CONSIGNE A: Relevez chaque ligne des enregistrements qui contient la chaîne « chrome ».

L’expérience instruit, il y a un savoir de l’expérience (les lois de la fortune, l’amoureux revient vers la coquette malgré ses serments, l’ivrogne ou la bavarde parlent malgré leur volonté, nul n’est si vigilant qu’il ne sommeille parfois, etc.), ce savoir s’enracine dans des maximes et des dictons. Ce savoir n’est pas une illusion. Mais si les hommes continuent de souvent se tromper c’est parce qu’ils n’appliquent pas à leur propre cas ce qu’ils voient chez autrui, ou bien qu’ils n’appliquent par dans l’adversité les maximes qu’ils élaborent dans le calme. Les conditions de l’expérience font qu’elle est opaque à ses propres leçons. D’où ce paradoxe : de ses leçons chacun n’ignore rien, sauf qu’il s’ignore lui-même. Lorsque Spinoza dit qu’aux jours de prospérité chacun est plein de sagesse, il est à peine ironique.

Transition : Doit-on en conclure que ce qui m’est donné dans l’expérience commune (expérience sensible et expérience vécue) est limité et que la seule véritable instruction de l’expérience sur le réel soit l’expérience scientifique ?

 

L’expérience scientifique est un dispositif expérimental qui conduit à des connaissances objectives.

Enregistrements conservés
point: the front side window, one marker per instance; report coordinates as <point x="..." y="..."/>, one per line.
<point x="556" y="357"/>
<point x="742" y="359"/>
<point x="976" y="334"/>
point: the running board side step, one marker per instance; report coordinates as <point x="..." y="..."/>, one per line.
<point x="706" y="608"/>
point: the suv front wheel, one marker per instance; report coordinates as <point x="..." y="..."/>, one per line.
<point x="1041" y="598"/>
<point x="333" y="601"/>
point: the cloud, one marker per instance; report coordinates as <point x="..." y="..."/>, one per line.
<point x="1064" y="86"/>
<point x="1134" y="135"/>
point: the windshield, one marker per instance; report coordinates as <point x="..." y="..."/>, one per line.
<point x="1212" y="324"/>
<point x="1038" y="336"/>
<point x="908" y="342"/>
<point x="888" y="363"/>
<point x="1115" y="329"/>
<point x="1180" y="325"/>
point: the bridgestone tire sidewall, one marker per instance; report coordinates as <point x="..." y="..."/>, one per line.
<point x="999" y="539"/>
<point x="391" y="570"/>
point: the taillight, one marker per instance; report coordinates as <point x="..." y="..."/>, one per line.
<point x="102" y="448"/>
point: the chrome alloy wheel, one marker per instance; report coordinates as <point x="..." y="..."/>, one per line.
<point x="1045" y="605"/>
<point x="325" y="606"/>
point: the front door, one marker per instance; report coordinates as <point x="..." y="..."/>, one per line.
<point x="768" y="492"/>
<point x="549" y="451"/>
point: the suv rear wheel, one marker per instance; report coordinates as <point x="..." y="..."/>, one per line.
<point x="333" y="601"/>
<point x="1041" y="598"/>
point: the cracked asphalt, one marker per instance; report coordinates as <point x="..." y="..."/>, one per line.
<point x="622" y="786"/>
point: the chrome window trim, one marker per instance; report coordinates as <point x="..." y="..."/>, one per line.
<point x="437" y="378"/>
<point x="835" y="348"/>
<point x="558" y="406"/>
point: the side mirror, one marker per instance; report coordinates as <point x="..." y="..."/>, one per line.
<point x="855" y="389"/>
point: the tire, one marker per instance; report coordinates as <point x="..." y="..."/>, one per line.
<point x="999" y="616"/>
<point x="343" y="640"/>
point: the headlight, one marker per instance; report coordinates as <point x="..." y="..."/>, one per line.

CONSIGNE B: Reproduisez mot pour mot le passage du texte sur l'expérience, en commençant par « Transition : Doit-on en » et en allant jusqu'à « soit l’expérience scientifique ? ».

RÉSULTAT A:
point: the chrome alloy wheel, one marker per instance; report coordinates as <point x="..." y="..."/>, one per line.
point: the chrome window trim, one marker per instance; report coordinates as <point x="..." y="..."/>, one per line.

RÉSULTAT B:
Transition : Doit-on en conclure que ce qui m’est donné dans l’expérience commune (expérience sensible et expérience vécue) est limité et que la seule véritable instruction de l’expérience sur le réel soit l’expérience scientifique ?